DIRECTIONS – Render the listing below as a JSON list of strings, one string per line, with blank lines omitted. Leave the pictures out of the result.

DATA SUPPLIED –
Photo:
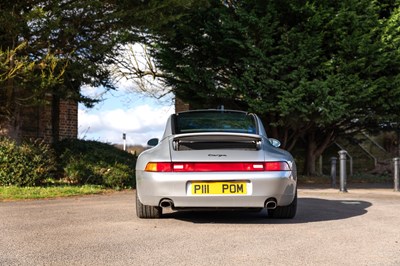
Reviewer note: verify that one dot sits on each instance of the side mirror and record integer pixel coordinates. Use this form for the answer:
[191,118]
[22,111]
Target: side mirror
[152,142]
[276,143]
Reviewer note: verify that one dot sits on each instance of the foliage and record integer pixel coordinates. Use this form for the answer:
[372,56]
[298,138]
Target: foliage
[91,162]
[49,191]
[313,70]
[27,164]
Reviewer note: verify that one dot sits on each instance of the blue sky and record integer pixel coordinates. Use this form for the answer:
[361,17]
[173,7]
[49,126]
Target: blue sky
[141,117]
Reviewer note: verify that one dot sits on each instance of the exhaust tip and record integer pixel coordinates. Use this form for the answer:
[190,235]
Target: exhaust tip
[166,203]
[270,204]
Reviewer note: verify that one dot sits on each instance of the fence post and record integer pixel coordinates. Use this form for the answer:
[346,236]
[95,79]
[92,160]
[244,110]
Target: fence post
[333,171]
[343,173]
[396,174]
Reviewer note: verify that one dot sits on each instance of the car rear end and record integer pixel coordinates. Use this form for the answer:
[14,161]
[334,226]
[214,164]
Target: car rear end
[216,170]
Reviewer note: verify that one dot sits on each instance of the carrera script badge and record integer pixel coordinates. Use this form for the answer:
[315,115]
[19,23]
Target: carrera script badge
[216,155]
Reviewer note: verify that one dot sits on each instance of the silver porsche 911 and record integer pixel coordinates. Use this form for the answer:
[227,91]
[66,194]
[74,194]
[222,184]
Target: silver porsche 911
[215,159]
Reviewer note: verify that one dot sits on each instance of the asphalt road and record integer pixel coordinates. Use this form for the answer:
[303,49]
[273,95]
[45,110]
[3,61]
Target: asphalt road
[361,227]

RESULT OF THIS EXERCISE –
[
  "Photo:",
  "Reviewer note: verify that one dot sits on each instance of the side mirror and record integer pixel coordinates. Use this form for the answer:",
  "[191,118]",
  "[22,111]",
  "Target: side mirror",
  "[152,142]",
  "[276,143]",
  "Reviewer note: verify that one dot sits on each instance of the foliage and record integer pixel coordinates. Use this form for the answer:",
  "[372,56]",
  "[298,138]",
  "Target: foliage",
  "[91,162]",
  "[49,191]",
  "[313,70]",
  "[27,164]",
  "Reviewer note: verify that one dot sits on each instance of the blue sky and record integer pixel coordinates. Use this form for the answer:",
  "[361,17]",
  "[173,7]",
  "[49,126]",
  "Target: blue sky",
  "[141,117]",
  "Reviewer note: verify that one dot sits on each instance of the exhaust tip and record integer pixel coordinates. Use this form for the answer:",
  "[190,235]",
  "Target: exhaust tip",
  "[166,203]",
  "[270,204]",
  "Reviewer note: verify that one dot sits on each instance of the fence post and record integer pixel coordinates. Use this form for the answer:",
  "[346,236]",
  "[95,79]",
  "[92,160]",
  "[244,110]",
  "Target: fence post",
  "[333,171]",
  "[343,173]",
  "[396,174]",
  "Reviewer note: verify that one dot sits on each instance of the car rear end and record integer pixel coordinates. Use this form for the answer:",
  "[14,161]",
  "[334,226]",
  "[214,164]",
  "Target: car rear end",
  "[216,170]",
  "Reviewer note: verify that one dot sits on each instance of the carrera script badge and record integer pixel coordinates. Use this form for the answer:",
  "[315,115]",
  "[19,23]",
  "Target: carrera script badge",
  "[216,155]",
  "Reviewer note: verify that one dot sits on each instance of the silver porsche 911 and record integer pixel coordinates. Use this form for the answer:",
  "[227,91]",
  "[66,194]",
  "[74,194]",
  "[222,184]",
  "Target: silver porsche 911",
  "[215,159]",
  "Reviewer note: verify that one dot sits on each instance of the asphalt road and record integer pixel coordinates. Use this form for the answer:",
  "[303,49]",
  "[273,95]",
  "[45,110]",
  "[3,61]",
  "Target: asphalt road",
  "[361,227]"
]